Collection entries
'''

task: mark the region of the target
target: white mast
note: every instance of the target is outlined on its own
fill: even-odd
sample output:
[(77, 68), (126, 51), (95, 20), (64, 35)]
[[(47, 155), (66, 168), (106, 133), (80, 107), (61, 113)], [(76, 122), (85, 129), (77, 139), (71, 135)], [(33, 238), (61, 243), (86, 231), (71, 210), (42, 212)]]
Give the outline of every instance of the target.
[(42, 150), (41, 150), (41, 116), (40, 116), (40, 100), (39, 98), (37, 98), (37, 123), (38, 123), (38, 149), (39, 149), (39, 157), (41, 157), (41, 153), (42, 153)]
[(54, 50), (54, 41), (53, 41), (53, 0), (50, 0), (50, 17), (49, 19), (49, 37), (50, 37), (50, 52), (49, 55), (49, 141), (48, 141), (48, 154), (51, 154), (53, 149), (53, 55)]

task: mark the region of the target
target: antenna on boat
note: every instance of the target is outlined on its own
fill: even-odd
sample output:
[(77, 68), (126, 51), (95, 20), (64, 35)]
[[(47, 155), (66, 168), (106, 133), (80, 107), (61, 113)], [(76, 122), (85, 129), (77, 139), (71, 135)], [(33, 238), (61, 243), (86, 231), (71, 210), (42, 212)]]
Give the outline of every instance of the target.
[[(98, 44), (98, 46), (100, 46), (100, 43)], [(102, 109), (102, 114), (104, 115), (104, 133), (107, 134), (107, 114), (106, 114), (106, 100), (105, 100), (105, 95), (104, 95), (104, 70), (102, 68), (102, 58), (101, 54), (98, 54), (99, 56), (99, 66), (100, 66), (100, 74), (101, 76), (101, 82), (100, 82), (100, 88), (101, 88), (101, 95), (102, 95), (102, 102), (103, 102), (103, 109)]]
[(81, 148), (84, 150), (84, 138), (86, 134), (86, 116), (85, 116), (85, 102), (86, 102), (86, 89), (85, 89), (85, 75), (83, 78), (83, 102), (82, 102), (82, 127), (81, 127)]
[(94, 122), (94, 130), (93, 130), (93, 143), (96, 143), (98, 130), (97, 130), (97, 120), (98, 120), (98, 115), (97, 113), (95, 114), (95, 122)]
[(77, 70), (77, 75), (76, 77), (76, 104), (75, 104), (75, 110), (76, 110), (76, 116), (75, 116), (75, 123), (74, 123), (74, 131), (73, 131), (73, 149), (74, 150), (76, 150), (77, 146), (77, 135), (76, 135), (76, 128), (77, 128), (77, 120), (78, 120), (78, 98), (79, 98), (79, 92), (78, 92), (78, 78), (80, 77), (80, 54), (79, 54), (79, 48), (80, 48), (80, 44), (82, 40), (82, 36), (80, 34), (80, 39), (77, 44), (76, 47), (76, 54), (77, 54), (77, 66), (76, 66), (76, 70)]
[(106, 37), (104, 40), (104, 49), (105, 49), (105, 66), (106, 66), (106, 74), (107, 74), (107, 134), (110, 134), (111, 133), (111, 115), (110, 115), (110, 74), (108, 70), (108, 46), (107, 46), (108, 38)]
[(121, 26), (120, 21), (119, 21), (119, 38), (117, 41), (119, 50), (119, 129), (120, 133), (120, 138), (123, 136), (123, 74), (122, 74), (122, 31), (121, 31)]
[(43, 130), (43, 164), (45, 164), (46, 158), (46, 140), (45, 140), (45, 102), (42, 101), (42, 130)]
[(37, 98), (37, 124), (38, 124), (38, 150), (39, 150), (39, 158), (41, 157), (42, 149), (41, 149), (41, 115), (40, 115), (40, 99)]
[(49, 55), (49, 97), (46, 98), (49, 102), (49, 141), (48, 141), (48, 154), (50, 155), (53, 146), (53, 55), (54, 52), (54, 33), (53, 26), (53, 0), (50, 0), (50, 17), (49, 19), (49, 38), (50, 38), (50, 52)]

'''

Problem details: Copy out the lines from the start of the collection entries through the line containing "153), (42, 153)]", including both ends.

Complete output:
task: mark the region of the target
target: white mast
note: every instance of the target is outlined on its own
fill: even-odd
sample output:
[(77, 68), (126, 51), (95, 20), (64, 35)]
[[(47, 155), (66, 168), (106, 133), (80, 107), (61, 113)], [(76, 122), (85, 129), (77, 139), (71, 135)], [(33, 238), (61, 243), (86, 231), (71, 210), (42, 212)]]
Give the outline of every instance of the target.
[(42, 150), (41, 150), (41, 116), (40, 116), (40, 100), (39, 98), (37, 98), (37, 123), (38, 123), (38, 149), (39, 149), (39, 157), (41, 157), (41, 153), (42, 153)]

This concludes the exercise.